Tactical Flashlights

Tactical flashlights provide bright vision no matter the time of day or place. This form of illumination goes above and beyond to provide more than just light. These types of flashlights are typically used in professional defense industries including:

  • Search and rescue
  • Military use
  • Security/police/law enforcement
  • Firemen
  • Outdoorsmen/hunter/hiker
  • Self defense

With their compact and lightweight design, tactical flashlights allow for simultaneous use of another tool, such as a weapon. In fact, some models are designed to be mounted to a weapon for low-light shooting. It can also withstand the shock and vibration of a firearm, which makes it the No. 1 choice for law enforcement professions.

Tactical Flashlights

This type of instruments provides more light than a general model without the heavy weight, making it easily transportable. Because of the simple design and versatility, tactical flashlights are also commonly used among civilians for self-defense.

General Purpose Flashlights

The basic kind of flashlight has a simple, yet effective design. These handheld devices are lightweight for easy transport and relatively inexpensive. Their typical uses are for everyday tasks like household chores, car repairs, hiking and exploration, etc. When it comes to choosing a general purpose flashlight, there are three categories to consider: light output, battery type and size. Learn all about them:

  • Brightness: The light output of general flashlights is what mostly dictates price difference. Lumen capability and beam distance are the two main considerations and typically go hand-in-hand. Light output can range from 20 lumens to 3500 lumens.
  • Battery type: Flashlights can come with disposable, rechargeable and renewable batteries. Disposable is the most common type, as you can pick up batteries nearly anywhere. However, renewable flashlights are recommended for emergency kits because of the potential for scarce resources, even batteries.
  • Size and Weight: The overall size of your flashlight comes down to personal preference and can be decided based on application. However, with the proper accessories like holsters and cases, any flashlight can be easily transported.
■ ■ ■
→ **WORK INSTRUCTION A**
From the flashlight text, extract the passage starting with "The basic kind" and going on through "to 3500 lumens.".
→ **WORK INSTRUCTION B**
Decide whether each statement agrees with the flashlight text, answering yes or no and quoting the words that settle it: (i) Disposable batteries are the most common type. (ii) General flashlights can put out as much as 5000 lumens. (iii) Some tactical flashlights are built to be mounted on a weapon.
→ **WORK INSTRUCTION C**
Answer these questions using the flashlight text:
(i) Which flashlights are recommended for emergency kits?
(ii) What are the three categories to consider when picking a general purpose flashlight?
(iii) Besides professionals, who commonly uses tactical flashlights for self-defense?
The data after this point is separate material, unrelated to the flashlight text.

→ **INPUT DATA**
■ ■ ■
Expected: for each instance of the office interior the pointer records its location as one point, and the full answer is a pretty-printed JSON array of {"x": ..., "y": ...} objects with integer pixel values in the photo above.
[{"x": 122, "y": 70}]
■ ■ ■
→ **REPLY A**
The basic kind of flashlight has a simple, yet effective design. These handheld devices are lightweight for easy transport and relatively inexpensive. Their typical uses are for everyday tasks like household chores, car repairs, hiking and exploration, etc. When it comes to choosing a general purpose flashlight, there are three categories to consider: light output, battery type and size. Learn all about them:

  • Brightness: The light output of general flashlights is what mostly dictates price difference. Lumen capability and beam distance are the two main considerations and typically go hand-in-hand. Light output can range from 20 lumens to 3500 lumens.

→ **REPLY B**
(i) Yes: "Disposable is the most common type"
(ii) No: "Light output can range from 20 lumens to 3500 lumens."
(iii) Yes: "some models are designed to be mounted to a weapon for low-light shooting"

→ **REPLY C**
(i) Renewable flashlights
(ii) Light output, battery type and size
(iii) Civilians